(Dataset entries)
>>>

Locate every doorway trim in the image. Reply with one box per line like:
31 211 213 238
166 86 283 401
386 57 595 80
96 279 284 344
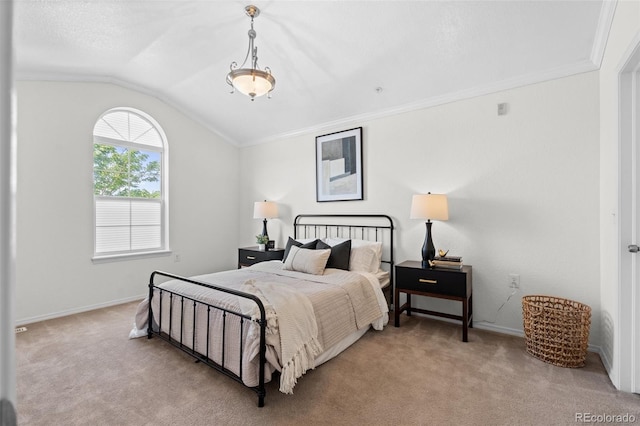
0 0 16 422
617 30 640 394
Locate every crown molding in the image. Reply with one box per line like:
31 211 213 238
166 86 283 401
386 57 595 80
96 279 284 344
17 57 599 149
590 0 618 68
245 59 599 147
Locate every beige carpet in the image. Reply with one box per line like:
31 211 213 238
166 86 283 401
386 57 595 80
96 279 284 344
15 301 639 426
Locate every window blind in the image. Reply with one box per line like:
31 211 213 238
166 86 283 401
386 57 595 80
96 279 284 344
95 197 162 253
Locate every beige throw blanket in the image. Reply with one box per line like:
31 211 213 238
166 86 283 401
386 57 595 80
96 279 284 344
240 279 323 394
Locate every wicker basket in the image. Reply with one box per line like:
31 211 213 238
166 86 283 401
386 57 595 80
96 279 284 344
522 295 591 368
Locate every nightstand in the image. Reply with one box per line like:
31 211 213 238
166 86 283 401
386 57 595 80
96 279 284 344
394 261 473 342
238 246 285 268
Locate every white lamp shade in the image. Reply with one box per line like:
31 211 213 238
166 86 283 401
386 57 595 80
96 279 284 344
253 201 278 219
410 194 449 221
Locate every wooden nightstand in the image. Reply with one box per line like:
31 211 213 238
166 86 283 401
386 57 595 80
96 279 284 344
394 261 473 342
238 246 285 268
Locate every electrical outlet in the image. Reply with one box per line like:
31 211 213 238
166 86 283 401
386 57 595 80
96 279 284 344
509 273 520 289
174 254 181 263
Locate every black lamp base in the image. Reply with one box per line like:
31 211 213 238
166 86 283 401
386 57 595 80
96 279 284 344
261 219 270 250
421 220 435 267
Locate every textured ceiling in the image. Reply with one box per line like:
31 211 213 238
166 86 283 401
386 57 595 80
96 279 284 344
14 1 612 146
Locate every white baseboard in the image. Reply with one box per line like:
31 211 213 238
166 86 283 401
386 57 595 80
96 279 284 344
16 294 145 326
473 321 525 337
474 321 602 354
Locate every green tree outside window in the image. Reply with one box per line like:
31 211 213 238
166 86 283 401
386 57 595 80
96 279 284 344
93 144 161 199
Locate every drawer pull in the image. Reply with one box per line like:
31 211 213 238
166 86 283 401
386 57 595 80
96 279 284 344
246 256 256 260
419 278 437 284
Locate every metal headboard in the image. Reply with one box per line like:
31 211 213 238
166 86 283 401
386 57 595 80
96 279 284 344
294 214 395 301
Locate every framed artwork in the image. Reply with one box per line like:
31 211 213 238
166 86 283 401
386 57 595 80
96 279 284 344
315 127 363 202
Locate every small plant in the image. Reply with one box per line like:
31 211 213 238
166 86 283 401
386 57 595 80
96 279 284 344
256 234 269 244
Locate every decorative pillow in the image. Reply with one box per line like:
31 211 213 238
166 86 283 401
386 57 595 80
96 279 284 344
349 246 378 273
282 246 331 275
323 238 382 273
316 239 351 271
282 237 319 262
352 239 383 265
293 238 318 244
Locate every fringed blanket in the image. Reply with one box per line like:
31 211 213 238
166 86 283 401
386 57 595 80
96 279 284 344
240 279 323 394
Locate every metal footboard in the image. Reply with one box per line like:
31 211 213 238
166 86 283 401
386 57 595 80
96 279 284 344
146 271 268 407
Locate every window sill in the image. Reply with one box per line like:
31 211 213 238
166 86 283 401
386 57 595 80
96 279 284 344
92 250 172 264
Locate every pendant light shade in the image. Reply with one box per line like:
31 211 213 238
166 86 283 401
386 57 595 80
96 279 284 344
226 68 275 99
226 5 276 101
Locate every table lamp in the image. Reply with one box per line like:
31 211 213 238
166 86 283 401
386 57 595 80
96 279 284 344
410 193 449 267
253 200 278 241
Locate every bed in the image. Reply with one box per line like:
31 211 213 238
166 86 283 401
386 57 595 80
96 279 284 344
130 214 394 407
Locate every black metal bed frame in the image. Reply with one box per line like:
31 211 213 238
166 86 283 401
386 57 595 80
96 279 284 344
146 214 394 408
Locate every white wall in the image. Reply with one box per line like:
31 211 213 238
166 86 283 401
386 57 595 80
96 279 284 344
12 70 603 348
239 72 601 344
15 81 240 324
598 0 640 391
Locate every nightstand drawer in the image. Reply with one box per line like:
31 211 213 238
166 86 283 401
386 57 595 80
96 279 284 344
238 247 284 267
396 264 468 297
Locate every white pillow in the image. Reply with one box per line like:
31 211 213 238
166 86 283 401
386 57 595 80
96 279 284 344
324 238 383 273
282 246 331 275
354 239 383 264
349 246 378 273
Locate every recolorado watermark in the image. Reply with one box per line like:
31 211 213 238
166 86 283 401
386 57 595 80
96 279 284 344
575 412 637 423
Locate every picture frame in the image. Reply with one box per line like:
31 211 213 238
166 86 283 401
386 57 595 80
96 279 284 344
315 127 363 202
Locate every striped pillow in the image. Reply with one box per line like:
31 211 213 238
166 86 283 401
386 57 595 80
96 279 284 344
282 246 331 275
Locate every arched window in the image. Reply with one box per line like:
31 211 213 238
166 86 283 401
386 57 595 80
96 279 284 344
92 108 168 258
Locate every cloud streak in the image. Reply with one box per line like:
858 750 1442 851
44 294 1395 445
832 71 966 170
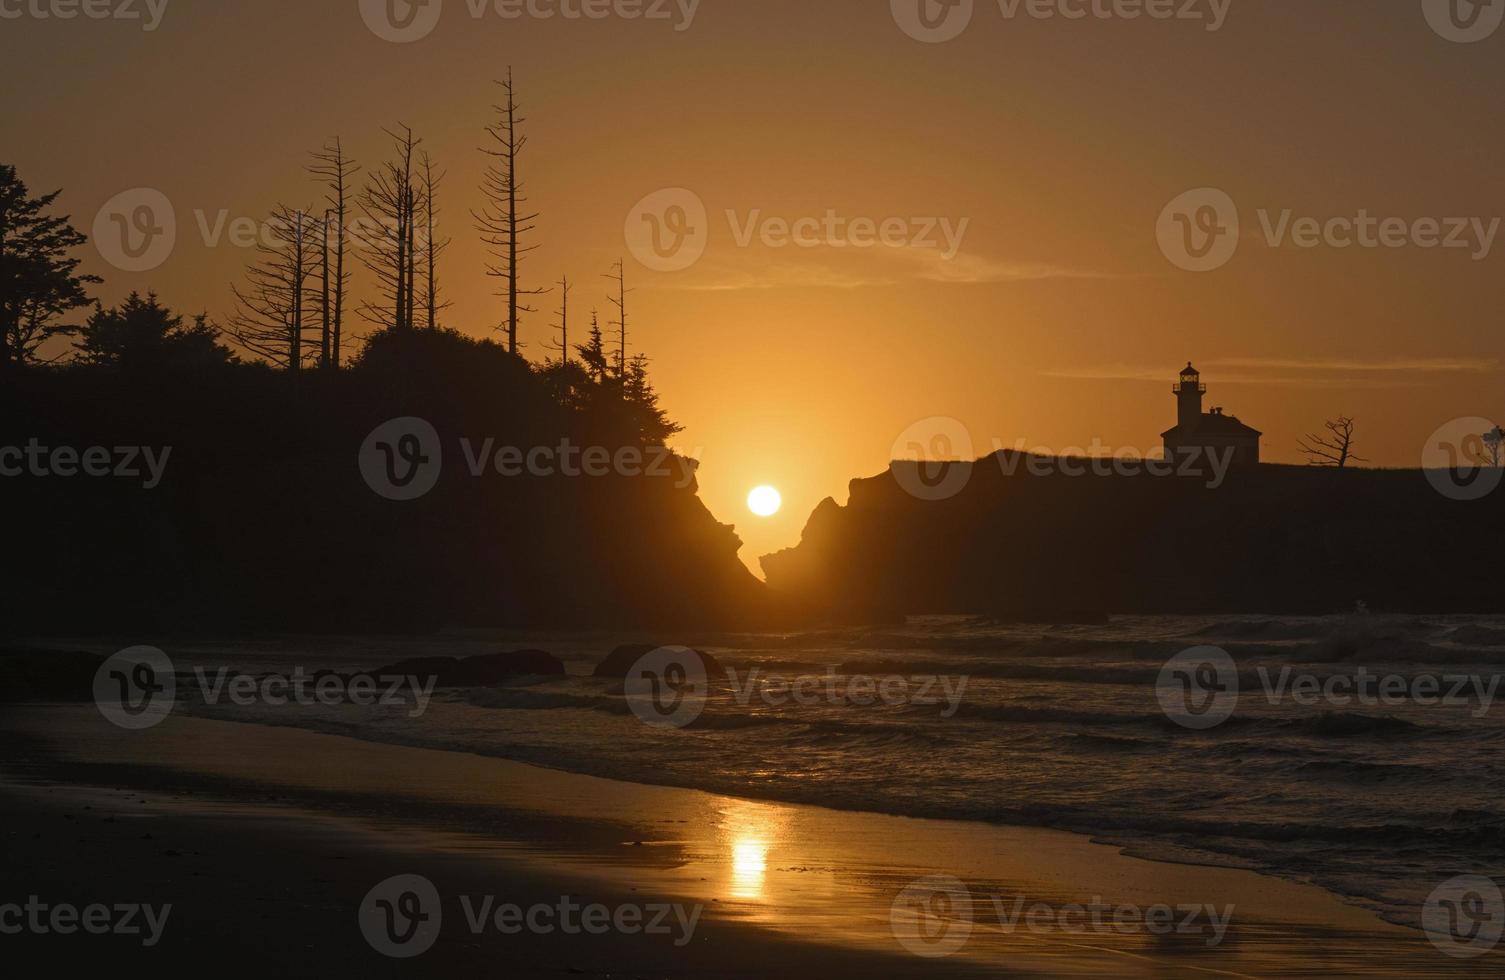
1045 356 1498 388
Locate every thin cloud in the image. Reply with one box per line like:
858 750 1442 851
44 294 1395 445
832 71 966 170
1209 357 1495 374
882 245 1119 285
649 245 1118 292
1045 357 1497 389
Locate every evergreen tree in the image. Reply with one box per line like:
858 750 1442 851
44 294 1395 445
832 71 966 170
75 292 235 370
0 164 99 371
575 308 609 383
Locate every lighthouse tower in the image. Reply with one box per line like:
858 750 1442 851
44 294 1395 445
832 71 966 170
1175 362 1207 430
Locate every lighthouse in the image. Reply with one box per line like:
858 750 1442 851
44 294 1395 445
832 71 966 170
1161 362 1262 467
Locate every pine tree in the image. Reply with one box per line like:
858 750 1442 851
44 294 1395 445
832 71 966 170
575 308 608 384
0 164 99 371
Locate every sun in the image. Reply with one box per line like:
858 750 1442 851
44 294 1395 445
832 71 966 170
747 485 782 518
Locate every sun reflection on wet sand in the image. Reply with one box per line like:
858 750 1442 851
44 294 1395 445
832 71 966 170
731 839 769 899
717 800 785 902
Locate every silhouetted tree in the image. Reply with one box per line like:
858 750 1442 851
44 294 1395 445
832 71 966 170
603 259 630 380
475 68 544 355
308 139 358 369
420 151 451 330
359 126 421 332
545 274 571 365
1300 417 1367 470
576 309 608 383
75 292 234 370
623 352 682 443
0 164 99 371
1484 426 1504 467
227 206 320 370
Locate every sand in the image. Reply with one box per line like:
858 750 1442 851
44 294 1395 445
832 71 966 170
1 704 1498 977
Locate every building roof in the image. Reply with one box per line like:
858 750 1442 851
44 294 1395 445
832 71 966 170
1162 411 1263 440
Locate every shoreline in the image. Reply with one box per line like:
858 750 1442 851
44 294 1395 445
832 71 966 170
3 705 1491 976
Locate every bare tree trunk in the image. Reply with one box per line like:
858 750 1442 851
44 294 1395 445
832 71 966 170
604 260 630 380
475 67 544 355
320 209 331 368
309 139 358 368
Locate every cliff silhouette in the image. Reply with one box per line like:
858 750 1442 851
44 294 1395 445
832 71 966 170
0 327 770 634
761 451 1505 621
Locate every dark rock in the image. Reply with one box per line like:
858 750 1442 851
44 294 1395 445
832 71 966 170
0 650 106 702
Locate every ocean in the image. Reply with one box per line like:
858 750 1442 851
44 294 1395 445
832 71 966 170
157 612 1505 932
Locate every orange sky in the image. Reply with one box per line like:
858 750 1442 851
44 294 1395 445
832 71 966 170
5 0 1503 573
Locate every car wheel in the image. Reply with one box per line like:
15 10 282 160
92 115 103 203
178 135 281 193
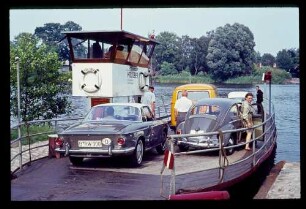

<<<

- [What you need to do] Would you copy all lines in the records where the string "tree" appears?

- [Output for this task]
Locate every green tree outside window in the image. Reply with one box per line like:
Locate every evergreen tree in the image. Reply with one box per line like:
Locate every pine tree in the image. Reply with one box per line like:
Locate every silhouetted tree in the image. Reply with one box per line like:
Locate every bare tree trunk in the image. Reply with one box per line like:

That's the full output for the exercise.